Records from a point labeling set:
:::::
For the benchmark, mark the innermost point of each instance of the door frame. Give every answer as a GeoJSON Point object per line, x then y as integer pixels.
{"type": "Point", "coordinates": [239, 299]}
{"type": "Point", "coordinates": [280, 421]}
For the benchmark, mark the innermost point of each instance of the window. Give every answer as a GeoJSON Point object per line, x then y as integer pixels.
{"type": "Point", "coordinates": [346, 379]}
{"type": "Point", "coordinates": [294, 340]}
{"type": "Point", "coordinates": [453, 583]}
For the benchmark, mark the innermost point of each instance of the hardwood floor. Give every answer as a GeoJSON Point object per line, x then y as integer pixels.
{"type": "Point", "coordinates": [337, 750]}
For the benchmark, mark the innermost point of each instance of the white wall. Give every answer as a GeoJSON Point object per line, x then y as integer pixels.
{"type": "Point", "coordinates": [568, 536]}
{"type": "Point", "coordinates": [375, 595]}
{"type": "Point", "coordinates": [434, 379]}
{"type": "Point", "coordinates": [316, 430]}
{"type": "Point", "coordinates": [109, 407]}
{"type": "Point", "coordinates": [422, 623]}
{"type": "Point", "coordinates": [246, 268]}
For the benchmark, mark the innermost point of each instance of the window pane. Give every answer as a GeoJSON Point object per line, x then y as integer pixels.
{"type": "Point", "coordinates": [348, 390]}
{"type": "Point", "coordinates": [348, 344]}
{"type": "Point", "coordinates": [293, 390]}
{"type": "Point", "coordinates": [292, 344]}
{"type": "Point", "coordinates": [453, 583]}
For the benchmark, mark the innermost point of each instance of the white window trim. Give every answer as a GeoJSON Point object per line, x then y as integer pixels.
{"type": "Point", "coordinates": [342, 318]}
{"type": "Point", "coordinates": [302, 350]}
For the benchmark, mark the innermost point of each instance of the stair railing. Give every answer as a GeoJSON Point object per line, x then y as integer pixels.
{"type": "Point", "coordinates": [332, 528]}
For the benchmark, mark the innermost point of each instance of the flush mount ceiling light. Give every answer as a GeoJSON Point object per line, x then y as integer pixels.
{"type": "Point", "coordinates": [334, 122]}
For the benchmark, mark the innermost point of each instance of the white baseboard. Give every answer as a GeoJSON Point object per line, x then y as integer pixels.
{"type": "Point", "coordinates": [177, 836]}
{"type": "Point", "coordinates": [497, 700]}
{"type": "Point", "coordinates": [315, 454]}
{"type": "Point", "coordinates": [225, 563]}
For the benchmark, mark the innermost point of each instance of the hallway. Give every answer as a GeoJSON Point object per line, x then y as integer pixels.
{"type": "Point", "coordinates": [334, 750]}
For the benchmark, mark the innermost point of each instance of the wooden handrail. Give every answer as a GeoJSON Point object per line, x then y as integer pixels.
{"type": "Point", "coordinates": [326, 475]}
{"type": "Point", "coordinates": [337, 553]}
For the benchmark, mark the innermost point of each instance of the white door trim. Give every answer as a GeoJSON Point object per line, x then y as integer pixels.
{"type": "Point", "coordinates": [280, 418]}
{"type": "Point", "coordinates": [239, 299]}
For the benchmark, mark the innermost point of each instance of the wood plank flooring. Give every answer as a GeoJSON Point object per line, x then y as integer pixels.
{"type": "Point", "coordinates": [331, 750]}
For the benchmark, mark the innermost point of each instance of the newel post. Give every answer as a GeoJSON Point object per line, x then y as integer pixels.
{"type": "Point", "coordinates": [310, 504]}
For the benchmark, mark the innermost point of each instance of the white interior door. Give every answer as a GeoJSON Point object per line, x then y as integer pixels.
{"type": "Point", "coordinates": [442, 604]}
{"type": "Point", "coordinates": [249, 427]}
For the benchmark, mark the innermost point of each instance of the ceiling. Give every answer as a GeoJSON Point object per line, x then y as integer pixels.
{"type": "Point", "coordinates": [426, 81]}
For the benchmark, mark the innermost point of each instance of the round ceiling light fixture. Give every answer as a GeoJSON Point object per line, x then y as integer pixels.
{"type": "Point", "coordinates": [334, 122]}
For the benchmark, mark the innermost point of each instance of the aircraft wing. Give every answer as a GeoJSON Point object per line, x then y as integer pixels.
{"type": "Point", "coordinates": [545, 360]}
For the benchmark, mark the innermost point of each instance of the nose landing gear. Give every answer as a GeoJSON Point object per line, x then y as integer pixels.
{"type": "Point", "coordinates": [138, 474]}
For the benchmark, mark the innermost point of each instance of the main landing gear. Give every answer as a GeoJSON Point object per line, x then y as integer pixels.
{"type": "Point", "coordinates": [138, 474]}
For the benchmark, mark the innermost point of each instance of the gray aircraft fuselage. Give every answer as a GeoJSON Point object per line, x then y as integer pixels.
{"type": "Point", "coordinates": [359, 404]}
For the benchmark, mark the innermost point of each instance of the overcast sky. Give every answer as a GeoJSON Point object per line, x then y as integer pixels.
:::::
* [Written instruction] Reproduce all of the data exactly as given.

* [Complete response]
For the benchmark, mark the innermost point of each instance of the door frame. Give every answer as a GeoJSON Point object per line, x then y as integer pixels.
{"type": "Point", "coordinates": [239, 299]}
{"type": "Point", "coordinates": [280, 421]}
For the benchmark, mark the innermost point of each instance of the window. Give every answer as a GeoJSON Point object per line, x then y as integer pixels.
{"type": "Point", "coordinates": [346, 379]}
{"type": "Point", "coordinates": [294, 340]}
{"type": "Point", "coordinates": [453, 583]}
For the benchmark, mark the innermost point of each instance of the hardwood floor. Give every answer as a GeoJSON Point object per line, x then y as integer pixels.
{"type": "Point", "coordinates": [337, 750]}
For the benchmark, mark the innermost point of each instance of the white wall. Give every answer as a GeoJSON Point object per line, x then y as integer pixels.
{"type": "Point", "coordinates": [568, 536]}
{"type": "Point", "coordinates": [375, 595]}
{"type": "Point", "coordinates": [434, 379]}
{"type": "Point", "coordinates": [316, 430]}
{"type": "Point", "coordinates": [109, 407]}
{"type": "Point", "coordinates": [422, 623]}
{"type": "Point", "coordinates": [246, 268]}
For the benchmark, mark the innermost point of each instance of the window pane. Give every answer as a GeoJSON Point object per line, x then y as integer pixels.
{"type": "Point", "coordinates": [348, 390]}
{"type": "Point", "coordinates": [348, 344]}
{"type": "Point", "coordinates": [293, 390]}
{"type": "Point", "coordinates": [292, 344]}
{"type": "Point", "coordinates": [453, 583]}
For the benchmark, mark the innermost point of each instance of the white window trim. Give every answer as a GeoJSON Point object per line, x then y as integer pixels.
{"type": "Point", "coordinates": [342, 318]}
{"type": "Point", "coordinates": [302, 350]}
For the benchmark, mark the innermost point of each instance of the stair railing. Give every answer as a GeoJSON Point object per line, x then y as integer pixels.
{"type": "Point", "coordinates": [332, 528]}
For the benchmark, mark the innermost point of each instance of the flush mount ceiling light. Give every answer as a GeoJSON Point object per line, x then y as integer pixels.
{"type": "Point", "coordinates": [334, 122]}
For the benchmark, mark the innermost point of each instance of the white baseboard. Give every answer as a GeoJSON Point object per line, x then y as integer pixels.
{"type": "Point", "coordinates": [177, 836]}
{"type": "Point", "coordinates": [497, 700]}
{"type": "Point", "coordinates": [315, 454]}
{"type": "Point", "coordinates": [225, 563]}
For the benchmark, mark the innermost point of each instance of the hallway. Give every answer as a GeoJSON Point object per line, x then y as integer pixels.
{"type": "Point", "coordinates": [334, 750]}
For the benchmark, mark the innermost point of each instance of the wooden handrail. Give every answer as a GeoJSON Point object per line, x then y as integer pixels.
{"type": "Point", "coordinates": [326, 475]}
{"type": "Point", "coordinates": [337, 553]}
For the benchmark, mark the innermost point of each instance of the white door trim. Give every answer as a GeoJSON Point object per line, x then y as integer pixels.
{"type": "Point", "coordinates": [280, 418]}
{"type": "Point", "coordinates": [239, 299]}
For the benchmark, mark the innermost point of each instance of the wood plank flooring. Give every answer as a GeoJSON Point object per line, x then y as integer pixels.
{"type": "Point", "coordinates": [331, 750]}
For the benchmark, mark the innermost point of each instance of the newel post. Give every answer as a GeoJSON Point object per line, x then y as integer pixels.
{"type": "Point", "coordinates": [310, 504]}
For the benchmark, mark the innermost point of each instance of the white interior door. Give every answer as a GeoJSON Point object per line, x then y as integer pixels.
{"type": "Point", "coordinates": [442, 604]}
{"type": "Point", "coordinates": [249, 427]}
For the benchmark, mark the innermost point of each instance of the ceiling. Give every answer as a GeoJSON Point object per line, x then y as integer pixels.
{"type": "Point", "coordinates": [426, 81]}
For the benchmark, mark the innermost point of each instance of the round ceiling light fixture. Give every answer as a GeoJSON Point object per line, x then y as integer pixels.
{"type": "Point", "coordinates": [334, 122]}
For the benchmark, mark the innermost point of each instance of the aircraft wing. Give every answer as a GeoJSON Point object per line, x then y as integer pixels.
{"type": "Point", "coordinates": [545, 360]}
For the benchmark, mark the innermost point of each instance of the nose landing gear. Give every answer as a GeoJSON Point object per line, x then y as integer pixels.
{"type": "Point", "coordinates": [138, 474]}
For the benchmark, mark the innermost point of each instance of the main landing gear. Give every answer as a GeoJSON Point object per line, x then y as integer pixels.
{"type": "Point", "coordinates": [138, 474]}
For the benchmark, mark the innermost point of each instance of the gray aircraft fuselage. Give every answer as a GeoJSON Point object per line, x then y as integer pixels.
{"type": "Point", "coordinates": [359, 404]}
For the benchmark, mark the innermost point of each instance of the overcast sky. Give every answer as a GeoJSON Point object per line, x then y as integer pixels.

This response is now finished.